(Entries on where objects are located)

START

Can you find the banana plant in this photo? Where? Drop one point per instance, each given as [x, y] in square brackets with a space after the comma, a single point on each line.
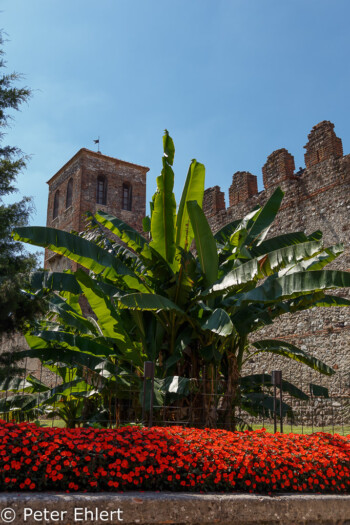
[184, 309]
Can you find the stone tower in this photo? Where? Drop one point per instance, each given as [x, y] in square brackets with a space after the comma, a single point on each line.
[90, 181]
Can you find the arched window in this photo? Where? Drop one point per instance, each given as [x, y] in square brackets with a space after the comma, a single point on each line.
[101, 194]
[127, 196]
[56, 204]
[69, 195]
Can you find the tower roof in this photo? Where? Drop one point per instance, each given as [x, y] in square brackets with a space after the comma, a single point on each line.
[85, 151]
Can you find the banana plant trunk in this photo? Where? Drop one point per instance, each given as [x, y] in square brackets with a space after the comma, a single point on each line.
[231, 398]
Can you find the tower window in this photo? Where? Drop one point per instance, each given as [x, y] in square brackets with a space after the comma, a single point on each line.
[56, 203]
[101, 197]
[69, 196]
[127, 196]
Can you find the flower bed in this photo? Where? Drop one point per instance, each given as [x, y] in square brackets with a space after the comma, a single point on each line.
[175, 459]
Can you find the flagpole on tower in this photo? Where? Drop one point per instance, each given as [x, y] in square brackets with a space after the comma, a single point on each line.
[97, 141]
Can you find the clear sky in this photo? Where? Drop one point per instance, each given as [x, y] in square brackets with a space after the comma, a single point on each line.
[232, 81]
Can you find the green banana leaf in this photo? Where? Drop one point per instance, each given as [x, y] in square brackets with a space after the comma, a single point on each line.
[54, 281]
[142, 301]
[316, 263]
[132, 238]
[164, 207]
[265, 218]
[80, 250]
[193, 191]
[218, 322]
[107, 316]
[205, 243]
[294, 285]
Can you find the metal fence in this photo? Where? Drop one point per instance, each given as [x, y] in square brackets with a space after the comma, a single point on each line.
[145, 400]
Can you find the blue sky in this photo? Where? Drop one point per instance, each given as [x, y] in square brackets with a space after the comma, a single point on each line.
[232, 80]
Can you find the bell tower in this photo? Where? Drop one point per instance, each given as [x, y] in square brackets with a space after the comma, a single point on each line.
[90, 181]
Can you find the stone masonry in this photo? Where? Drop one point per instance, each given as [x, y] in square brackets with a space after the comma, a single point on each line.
[316, 198]
[84, 170]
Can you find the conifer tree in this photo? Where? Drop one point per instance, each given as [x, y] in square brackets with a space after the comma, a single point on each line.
[16, 308]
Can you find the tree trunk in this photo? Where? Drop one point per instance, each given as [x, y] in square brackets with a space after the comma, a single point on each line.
[231, 398]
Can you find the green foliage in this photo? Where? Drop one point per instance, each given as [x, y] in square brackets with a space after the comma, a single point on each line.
[16, 308]
[157, 300]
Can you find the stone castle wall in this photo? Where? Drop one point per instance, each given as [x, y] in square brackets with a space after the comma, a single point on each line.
[83, 170]
[316, 198]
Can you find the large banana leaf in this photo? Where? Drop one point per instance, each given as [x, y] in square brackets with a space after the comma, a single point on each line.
[108, 318]
[316, 263]
[54, 281]
[245, 273]
[68, 315]
[164, 207]
[281, 258]
[205, 243]
[260, 381]
[252, 317]
[132, 238]
[141, 301]
[292, 352]
[218, 322]
[294, 285]
[80, 250]
[265, 218]
[78, 343]
[223, 235]
[193, 191]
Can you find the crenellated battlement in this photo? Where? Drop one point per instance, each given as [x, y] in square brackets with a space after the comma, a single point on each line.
[323, 150]
[315, 198]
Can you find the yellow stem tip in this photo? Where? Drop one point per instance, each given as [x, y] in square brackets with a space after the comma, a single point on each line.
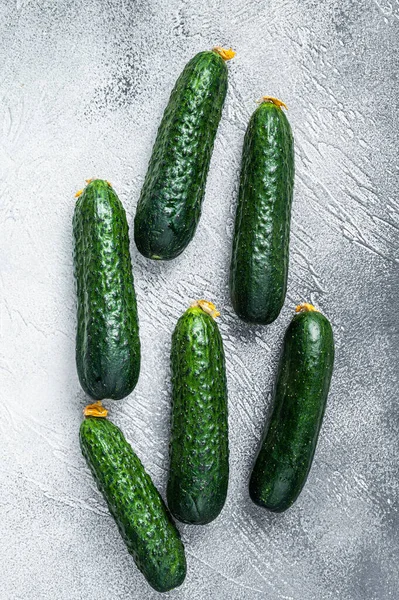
[224, 53]
[273, 100]
[207, 307]
[305, 307]
[95, 410]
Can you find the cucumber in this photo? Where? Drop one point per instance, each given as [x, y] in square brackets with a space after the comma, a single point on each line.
[287, 450]
[169, 207]
[199, 451]
[107, 341]
[259, 264]
[143, 520]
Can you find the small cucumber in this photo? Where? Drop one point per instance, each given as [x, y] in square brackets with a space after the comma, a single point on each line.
[303, 381]
[169, 207]
[143, 520]
[199, 452]
[259, 264]
[107, 341]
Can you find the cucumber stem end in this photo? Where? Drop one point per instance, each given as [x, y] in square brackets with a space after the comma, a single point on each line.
[224, 53]
[305, 307]
[95, 410]
[273, 100]
[207, 307]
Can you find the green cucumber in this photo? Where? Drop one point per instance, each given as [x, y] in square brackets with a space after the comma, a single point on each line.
[259, 264]
[107, 340]
[199, 452]
[143, 520]
[169, 207]
[286, 453]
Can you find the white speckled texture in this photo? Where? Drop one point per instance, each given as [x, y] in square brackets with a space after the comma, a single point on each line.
[82, 90]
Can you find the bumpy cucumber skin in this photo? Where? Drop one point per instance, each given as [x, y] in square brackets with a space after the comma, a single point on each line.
[169, 207]
[107, 341]
[259, 265]
[199, 452]
[303, 381]
[143, 520]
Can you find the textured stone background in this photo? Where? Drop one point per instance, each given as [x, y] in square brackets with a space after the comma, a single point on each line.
[82, 89]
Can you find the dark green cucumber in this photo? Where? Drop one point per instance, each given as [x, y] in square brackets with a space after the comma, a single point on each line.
[143, 520]
[169, 207]
[107, 341]
[303, 381]
[259, 265]
[199, 452]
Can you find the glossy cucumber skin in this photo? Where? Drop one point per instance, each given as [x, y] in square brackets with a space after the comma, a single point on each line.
[169, 207]
[303, 381]
[199, 451]
[107, 341]
[143, 520]
[259, 264]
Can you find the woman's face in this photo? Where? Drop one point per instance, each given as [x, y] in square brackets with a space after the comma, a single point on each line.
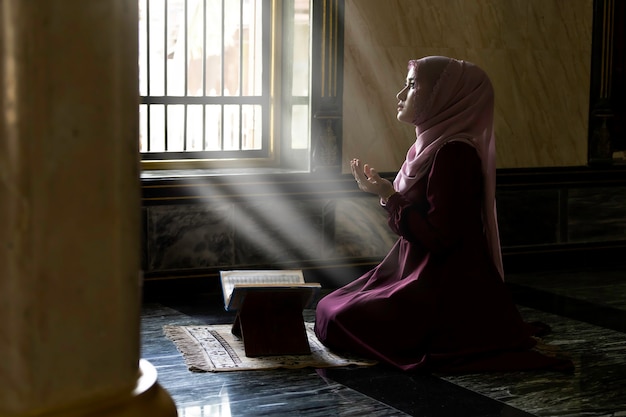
[407, 98]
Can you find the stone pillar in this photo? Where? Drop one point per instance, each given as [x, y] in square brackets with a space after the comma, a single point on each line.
[70, 212]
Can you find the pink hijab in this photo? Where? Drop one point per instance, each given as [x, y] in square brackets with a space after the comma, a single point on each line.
[457, 106]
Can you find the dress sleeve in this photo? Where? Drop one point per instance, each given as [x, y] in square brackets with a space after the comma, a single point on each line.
[452, 203]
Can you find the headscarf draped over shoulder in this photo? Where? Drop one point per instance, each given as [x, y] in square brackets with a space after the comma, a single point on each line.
[456, 104]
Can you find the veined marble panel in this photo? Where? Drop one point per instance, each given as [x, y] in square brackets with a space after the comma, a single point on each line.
[278, 231]
[189, 236]
[597, 214]
[536, 52]
[596, 388]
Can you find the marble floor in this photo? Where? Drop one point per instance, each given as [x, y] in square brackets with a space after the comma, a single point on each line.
[585, 308]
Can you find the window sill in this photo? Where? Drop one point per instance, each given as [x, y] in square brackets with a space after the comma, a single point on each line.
[165, 174]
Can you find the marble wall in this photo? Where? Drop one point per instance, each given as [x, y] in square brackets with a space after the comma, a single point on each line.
[537, 53]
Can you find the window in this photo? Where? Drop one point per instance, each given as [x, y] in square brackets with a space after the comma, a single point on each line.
[224, 83]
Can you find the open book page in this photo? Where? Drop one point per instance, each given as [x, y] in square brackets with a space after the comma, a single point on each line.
[267, 277]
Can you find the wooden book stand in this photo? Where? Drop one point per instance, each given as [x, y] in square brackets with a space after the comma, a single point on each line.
[269, 319]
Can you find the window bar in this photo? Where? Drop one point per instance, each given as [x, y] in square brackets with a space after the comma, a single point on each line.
[222, 130]
[204, 55]
[186, 92]
[165, 21]
[240, 73]
[148, 106]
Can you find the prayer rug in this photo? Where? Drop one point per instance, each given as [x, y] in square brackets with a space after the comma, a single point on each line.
[213, 348]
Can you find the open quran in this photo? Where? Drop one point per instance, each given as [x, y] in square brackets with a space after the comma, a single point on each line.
[269, 307]
[236, 284]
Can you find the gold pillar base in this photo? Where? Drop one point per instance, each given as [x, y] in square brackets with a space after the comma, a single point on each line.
[147, 399]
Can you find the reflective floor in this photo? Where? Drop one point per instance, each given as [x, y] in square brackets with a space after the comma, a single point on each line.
[586, 309]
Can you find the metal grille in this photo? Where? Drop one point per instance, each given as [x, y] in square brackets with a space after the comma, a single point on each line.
[204, 79]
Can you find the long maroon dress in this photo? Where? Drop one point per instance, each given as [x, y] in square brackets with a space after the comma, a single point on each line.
[437, 301]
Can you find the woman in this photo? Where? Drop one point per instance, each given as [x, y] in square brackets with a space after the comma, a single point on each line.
[437, 301]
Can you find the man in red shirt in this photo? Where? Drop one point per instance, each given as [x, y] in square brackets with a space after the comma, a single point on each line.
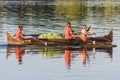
[19, 32]
[68, 31]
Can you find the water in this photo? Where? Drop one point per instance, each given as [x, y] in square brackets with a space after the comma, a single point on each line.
[50, 63]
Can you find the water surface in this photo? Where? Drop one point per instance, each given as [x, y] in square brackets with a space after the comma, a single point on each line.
[51, 63]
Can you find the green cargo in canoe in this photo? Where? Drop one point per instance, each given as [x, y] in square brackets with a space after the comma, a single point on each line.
[50, 36]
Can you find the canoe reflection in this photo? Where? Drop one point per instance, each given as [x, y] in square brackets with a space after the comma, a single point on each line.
[18, 53]
[69, 53]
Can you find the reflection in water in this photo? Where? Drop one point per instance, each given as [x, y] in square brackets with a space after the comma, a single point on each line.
[67, 58]
[86, 54]
[83, 54]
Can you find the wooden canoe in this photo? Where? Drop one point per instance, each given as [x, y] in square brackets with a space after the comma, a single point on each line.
[105, 40]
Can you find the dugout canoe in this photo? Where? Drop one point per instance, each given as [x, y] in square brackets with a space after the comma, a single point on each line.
[105, 40]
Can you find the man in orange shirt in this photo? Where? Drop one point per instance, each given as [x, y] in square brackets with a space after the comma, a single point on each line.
[68, 31]
[19, 32]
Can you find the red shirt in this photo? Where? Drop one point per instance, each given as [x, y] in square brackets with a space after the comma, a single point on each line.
[18, 34]
[67, 31]
[18, 55]
[67, 58]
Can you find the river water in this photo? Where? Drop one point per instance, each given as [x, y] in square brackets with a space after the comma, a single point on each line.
[51, 63]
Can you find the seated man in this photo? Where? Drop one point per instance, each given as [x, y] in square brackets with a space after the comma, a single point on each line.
[68, 31]
[84, 34]
[19, 32]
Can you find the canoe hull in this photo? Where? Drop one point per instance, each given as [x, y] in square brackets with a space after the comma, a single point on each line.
[104, 40]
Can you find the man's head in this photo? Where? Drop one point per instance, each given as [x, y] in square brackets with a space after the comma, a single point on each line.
[20, 26]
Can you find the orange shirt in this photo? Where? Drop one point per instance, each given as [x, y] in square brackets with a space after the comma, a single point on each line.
[67, 58]
[84, 35]
[18, 34]
[18, 55]
[67, 31]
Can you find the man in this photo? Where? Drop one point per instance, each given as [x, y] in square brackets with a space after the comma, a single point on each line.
[84, 34]
[68, 31]
[19, 32]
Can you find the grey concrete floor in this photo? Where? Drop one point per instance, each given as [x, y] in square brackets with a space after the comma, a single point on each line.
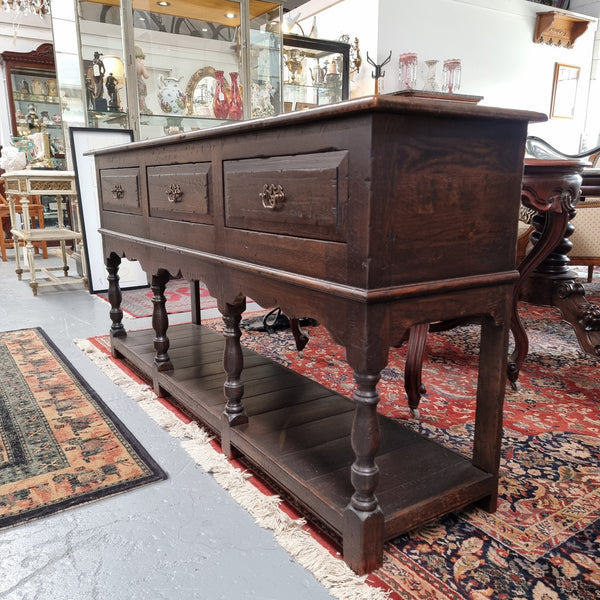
[178, 539]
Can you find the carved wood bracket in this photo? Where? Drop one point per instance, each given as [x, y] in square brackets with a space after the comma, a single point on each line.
[559, 29]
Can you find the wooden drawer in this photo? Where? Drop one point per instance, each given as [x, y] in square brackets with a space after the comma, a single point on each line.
[303, 195]
[120, 190]
[180, 192]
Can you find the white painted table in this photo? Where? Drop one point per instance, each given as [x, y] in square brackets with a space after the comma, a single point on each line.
[20, 186]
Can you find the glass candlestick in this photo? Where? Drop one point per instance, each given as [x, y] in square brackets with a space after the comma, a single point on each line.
[452, 73]
[408, 71]
[431, 84]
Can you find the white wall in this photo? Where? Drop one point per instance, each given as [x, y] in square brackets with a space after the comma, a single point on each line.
[494, 41]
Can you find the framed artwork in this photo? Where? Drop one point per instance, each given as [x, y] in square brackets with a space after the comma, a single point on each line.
[564, 91]
[84, 139]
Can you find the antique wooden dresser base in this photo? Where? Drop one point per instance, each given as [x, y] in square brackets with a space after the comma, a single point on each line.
[371, 216]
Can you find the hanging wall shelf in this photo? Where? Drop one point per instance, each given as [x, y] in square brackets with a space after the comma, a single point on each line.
[559, 29]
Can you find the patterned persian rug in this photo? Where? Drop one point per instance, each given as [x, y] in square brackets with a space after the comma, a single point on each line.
[137, 303]
[543, 542]
[60, 446]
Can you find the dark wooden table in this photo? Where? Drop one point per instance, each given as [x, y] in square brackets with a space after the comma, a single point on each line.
[552, 188]
[371, 216]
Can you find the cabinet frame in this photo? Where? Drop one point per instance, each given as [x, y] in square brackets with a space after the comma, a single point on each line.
[291, 41]
[42, 58]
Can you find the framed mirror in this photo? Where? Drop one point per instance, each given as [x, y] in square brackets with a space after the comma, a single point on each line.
[564, 91]
[200, 91]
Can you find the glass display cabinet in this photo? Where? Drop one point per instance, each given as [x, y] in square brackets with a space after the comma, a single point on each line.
[166, 67]
[316, 72]
[33, 96]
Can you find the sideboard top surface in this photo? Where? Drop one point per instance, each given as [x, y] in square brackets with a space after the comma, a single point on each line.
[348, 108]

END

▶ Written instruction
Reproduce, without any change, the part of the entries that opens with the line containing "Can you find the sideboard" and continues through the final entry.

▶ Exercise solution
Can you find the sideboard top surface in this photo? Where? Drop one point per instance, each given as [x, y] in square brackets with a space after the comma, a single point on each line.
[348, 108]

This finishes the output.